PAGE ::
--- START ---

But in the magic hour between afternoon and evening, when the tree tops darkened against the transparent sky, the pure beauty of it resonated (as well) in my soul and heart, where my exhilaration was mingled with a deep longing. A longing for what? I did not know.



Am I the only one who feels this sight is calling us into the transparent sky?
With the paper-cut silhouettes as our personal prompters on a stage?


This happened even in broad daylight, whenever I was standing close to one of these immense Cottonwoods that we have in Montréal – particularly if there was even a slight breeze shaking their murmuring leaves. Trembling in unison, but unable to respond to the Cottonwoods’ gentle, powerful call to become one with them, I felt hopelessly in exile.

“I must have been a Cottonwood in some previous life”, I thought, but then again, what should I do with this experience?



Here they are, my awe-inspiring and gentle friends, soaring above the three-storey houses.
I can hear their wonderful rustle, and feel the warm summer wind, every time I consider this picture.


Then one evening in October, as I was coming home through the forest, feeling dizzy and strange because I hadn’t slept in 48 hours (a deadline to meet), the wind was so rowdy that even the tallest trees were pushed around this way and that – what a strong, joyful mood was agitating the whole forest!

--- END ---

SUPPLIED INFORMATION ::
--- START ---

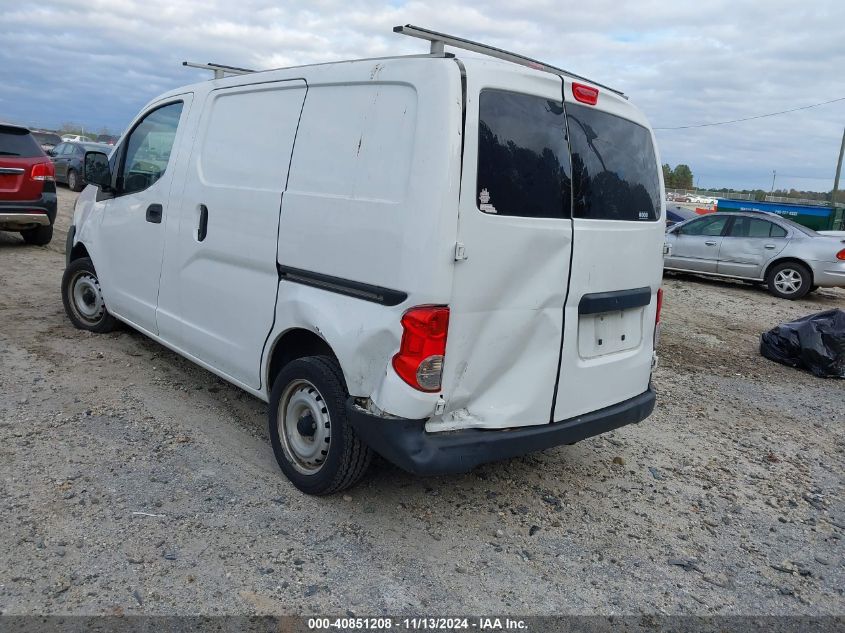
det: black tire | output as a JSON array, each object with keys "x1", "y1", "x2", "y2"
[
  {"x1": 62, "y1": 257, "x2": 118, "y2": 334},
  {"x1": 67, "y1": 169, "x2": 85, "y2": 191},
  {"x1": 766, "y1": 262, "x2": 813, "y2": 300},
  {"x1": 21, "y1": 224, "x2": 53, "y2": 246},
  {"x1": 268, "y1": 356, "x2": 372, "y2": 495}
]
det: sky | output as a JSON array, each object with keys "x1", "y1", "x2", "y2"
[{"x1": 0, "y1": 0, "x2": 845, "y2": 191}]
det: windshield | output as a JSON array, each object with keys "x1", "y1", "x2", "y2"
[{"x1": 566, "y1": 103, "x2": 662, "y2": 221}]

--- END ---

WORK TO BE COMPLETED :: From the essay on the Cottonwoods, extract the passage that begins at the words "But in the magic" and stops after "the transparent sky?", copying it word for word.

TASK ANSWER ::
But in the magic hour between afternoon and evening, when the tree tops darkened against the transparent sky, the pure beauty of it resonated (as well) in my soul and heart, where my exhilaration was mingled with a deep longing. A longing for what? I did not know.



Am I the only one who feels this sight is calling us into the transparent sky?